■ **Reading text**:
Friday, July 17, 2009

Lucky to be coming home again.

So it's Friday night, and I'm stuck here all alone in the condo instead of enjoying the Manila nightlife. Why oh why do I have to fall sick? Despite the inconvenience, I'm not exactly surprised since there hasn't been a time when I came back to Philippines that I did not fall sick. I blame excessively sanitised Singapore for the development of my weak immune system. Stupid alikabok (dust).KJ (Kill-joy) talaga. O well, I'll just stay home tonight, drink lots of calamansi juice and boiled ginger and water, stick to strict medication and thus hopefully fasttrack my road to recovery. I will not be beaten by a stupid flu/cold/cough/whatever it is!


Because of this, one of my things-to-do-before-i-turn-30 is to live here for a couple of years to train my immune system. Haha. Of course, that's not the only reason. I need to learn how to live here. I feel like an extremely pampered loser whenever I come here. I'm 20 and I still don't know how to commute in mind boggling MM (even puny Tacloban City)- and taxi does not count. And I'm still intimidated by the brashness and other attitudes of Filipinos I'm not regularly accustomed to. I am but a mere observer to the organized mess that is the norm for people here, and I watch, mostly from my semi-comfortable air conditioned taxi/hired car. It's a city(cities) whose ugly side I've been protected from most of my life, a culture I've been selectively immersed in. In a sense, I don't understand. I know bits and pieces, but I can't confidently say I understand. 



Straddling between realities, neither one feeling completely right. How do I reconcile this conflict in identity?

■ **Supplied records**:
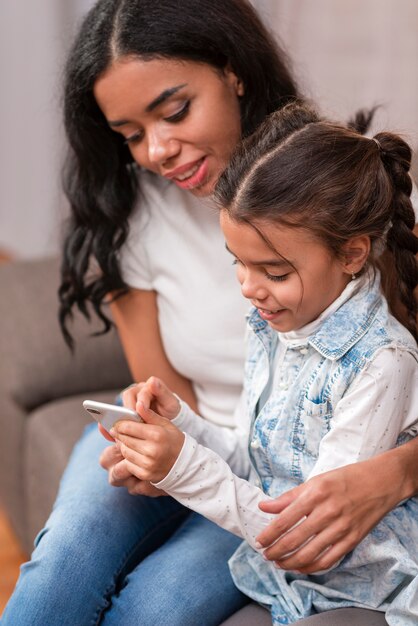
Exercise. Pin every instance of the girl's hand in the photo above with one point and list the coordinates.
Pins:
(340, 508)
(151, 449)
(119, 476)
(152, 394)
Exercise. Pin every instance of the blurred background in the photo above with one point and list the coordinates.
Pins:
(346, 55)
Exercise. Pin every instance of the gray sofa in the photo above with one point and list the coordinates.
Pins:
(42, 386)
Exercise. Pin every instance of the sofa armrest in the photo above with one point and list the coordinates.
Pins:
(36, 365)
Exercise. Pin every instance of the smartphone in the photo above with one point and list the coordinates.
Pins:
(108, 414)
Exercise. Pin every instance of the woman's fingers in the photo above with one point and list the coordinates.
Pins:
(110, 456)
(104, 433)
(337, 508)
(164, 402)
(129, 395)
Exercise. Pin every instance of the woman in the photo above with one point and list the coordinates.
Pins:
(169, 87)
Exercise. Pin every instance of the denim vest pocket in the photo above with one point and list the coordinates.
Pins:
(311, 425)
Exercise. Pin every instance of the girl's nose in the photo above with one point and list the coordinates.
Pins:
(162, 148)
(251, 289)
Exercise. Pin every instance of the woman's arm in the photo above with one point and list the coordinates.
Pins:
(341, 508)
(136, 317)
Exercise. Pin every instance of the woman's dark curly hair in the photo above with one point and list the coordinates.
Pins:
(100, 178)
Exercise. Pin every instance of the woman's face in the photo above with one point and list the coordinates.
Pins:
(180, 119)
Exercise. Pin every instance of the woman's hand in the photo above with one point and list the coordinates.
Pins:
(119, 476)
(150, 449)
(338, 509)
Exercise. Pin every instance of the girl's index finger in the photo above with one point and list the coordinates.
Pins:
(291, 511)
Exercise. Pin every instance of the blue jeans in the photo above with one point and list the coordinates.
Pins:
(106, 557)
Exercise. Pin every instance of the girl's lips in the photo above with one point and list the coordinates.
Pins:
(197, 178)
(269, 315)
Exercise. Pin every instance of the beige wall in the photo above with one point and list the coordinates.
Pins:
(346, 53)
(33, 38)
(349, 54)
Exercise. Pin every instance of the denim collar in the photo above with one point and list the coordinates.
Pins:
(341, 330)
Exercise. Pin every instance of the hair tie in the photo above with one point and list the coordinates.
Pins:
(377, 142)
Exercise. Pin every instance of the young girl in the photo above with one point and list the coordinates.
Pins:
(308, 209)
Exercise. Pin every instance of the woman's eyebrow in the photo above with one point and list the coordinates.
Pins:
(162, 97)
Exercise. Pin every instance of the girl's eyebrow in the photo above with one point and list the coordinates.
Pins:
(275, 262)
(162, 97)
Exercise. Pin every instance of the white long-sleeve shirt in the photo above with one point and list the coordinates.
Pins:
(210, 473)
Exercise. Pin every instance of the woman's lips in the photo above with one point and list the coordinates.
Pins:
(268, 315)
(193, 177)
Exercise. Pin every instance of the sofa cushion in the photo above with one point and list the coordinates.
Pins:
(51, 432)
(36, 365)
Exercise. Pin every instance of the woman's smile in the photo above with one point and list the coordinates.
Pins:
(179, 119)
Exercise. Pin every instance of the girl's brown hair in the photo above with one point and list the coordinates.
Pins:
(300, 170)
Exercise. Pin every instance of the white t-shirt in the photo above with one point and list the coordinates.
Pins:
(176, 248)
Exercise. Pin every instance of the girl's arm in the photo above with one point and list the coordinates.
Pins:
(343, 505)
(159, 452)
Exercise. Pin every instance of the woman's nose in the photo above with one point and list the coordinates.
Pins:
(161, 148)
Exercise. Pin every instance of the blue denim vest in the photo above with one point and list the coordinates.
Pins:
(284, 440)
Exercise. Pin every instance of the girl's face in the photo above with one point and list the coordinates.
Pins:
(180, 119)
(287, 299)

■ **Work item**:
Write out everything in the blog entry from "Because of this, one" down to "say I understand.", word for word.

■ **Written reply**:
Because of this, one of my things-to-do-before-i-turn-30 is to live here for a couple of years to train my immune system. Haha. Of course, that's not the only reason. I need to learn how to live here. I feel like an extremely pampered loser whenever I come here. I'm 20 and I still don't know how to commute in mind boggling MM (even puny Tacloban City)- and taxi does not count. And I'm still intimidated by the brashness and other attitudes of Filipinos I'm not regularly accustomed to. I am but a mere observer to the organized mess that is the norm for people here, and I watch, mostly from my semi-comfortable air conditioned taxi/hired car. It's a city(cities) whose ugly side I've been protected from most of my life, a culture I've been selectively immersed in. In a sense, I don't understand. I know bits and pieces, but I can't confidently say I understand.